(Dataset items)
○ ○ ○ ○ ○ ○ ○
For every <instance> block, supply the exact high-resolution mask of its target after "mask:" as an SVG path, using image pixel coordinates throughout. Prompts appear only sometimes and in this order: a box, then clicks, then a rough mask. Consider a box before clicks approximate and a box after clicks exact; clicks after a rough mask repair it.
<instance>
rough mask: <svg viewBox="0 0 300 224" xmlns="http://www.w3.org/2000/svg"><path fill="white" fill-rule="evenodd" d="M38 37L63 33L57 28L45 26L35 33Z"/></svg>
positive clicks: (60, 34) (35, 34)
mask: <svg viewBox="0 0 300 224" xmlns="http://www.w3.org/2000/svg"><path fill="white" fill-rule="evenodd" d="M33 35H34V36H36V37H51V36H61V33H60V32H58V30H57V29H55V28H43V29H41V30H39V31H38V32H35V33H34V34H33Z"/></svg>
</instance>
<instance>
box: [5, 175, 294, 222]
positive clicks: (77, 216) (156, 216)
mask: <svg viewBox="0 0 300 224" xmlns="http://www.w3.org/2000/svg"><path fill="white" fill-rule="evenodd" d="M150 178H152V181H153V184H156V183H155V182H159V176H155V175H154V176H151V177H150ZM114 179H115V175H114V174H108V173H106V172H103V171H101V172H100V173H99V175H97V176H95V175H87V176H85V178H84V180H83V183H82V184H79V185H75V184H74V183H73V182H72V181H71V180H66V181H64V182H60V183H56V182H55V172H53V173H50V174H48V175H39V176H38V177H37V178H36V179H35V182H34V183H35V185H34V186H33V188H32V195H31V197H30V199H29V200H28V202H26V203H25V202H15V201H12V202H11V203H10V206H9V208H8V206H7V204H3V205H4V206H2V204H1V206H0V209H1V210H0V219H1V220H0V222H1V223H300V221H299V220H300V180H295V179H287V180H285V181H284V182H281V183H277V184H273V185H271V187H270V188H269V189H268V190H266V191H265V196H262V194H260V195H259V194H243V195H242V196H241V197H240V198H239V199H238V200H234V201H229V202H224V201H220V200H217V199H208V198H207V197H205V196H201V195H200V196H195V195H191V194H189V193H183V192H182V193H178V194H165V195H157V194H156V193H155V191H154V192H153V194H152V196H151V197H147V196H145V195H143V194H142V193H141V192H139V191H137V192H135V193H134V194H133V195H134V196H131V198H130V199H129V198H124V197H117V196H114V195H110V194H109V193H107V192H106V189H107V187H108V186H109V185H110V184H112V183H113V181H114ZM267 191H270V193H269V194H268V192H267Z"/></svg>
○ ○ ○ ○ ○ ○ ○
» **Work to be completed**
For each line in the records that contains the word "rough", make a copy.

» **Response area**
For every <instance> block, supply the exact high-resolution mask of its target after "mask:" as an SVG path, using image pixel coordinates throughout. Prompts appear only sometimes and in this order: a box, then clicks, then a rough mask. Consider a box before clicks approximate and a box after clicks exact; clicks after a rough mask repair it.
rough mask: <svg viewBox="0 0 300 224" xmlns="http://www.w3.org/2000/svg"><path fill="white" fill-rule="evenodd" d="M38 37L63 33L57 28L45 26L35 33Z"/></svg>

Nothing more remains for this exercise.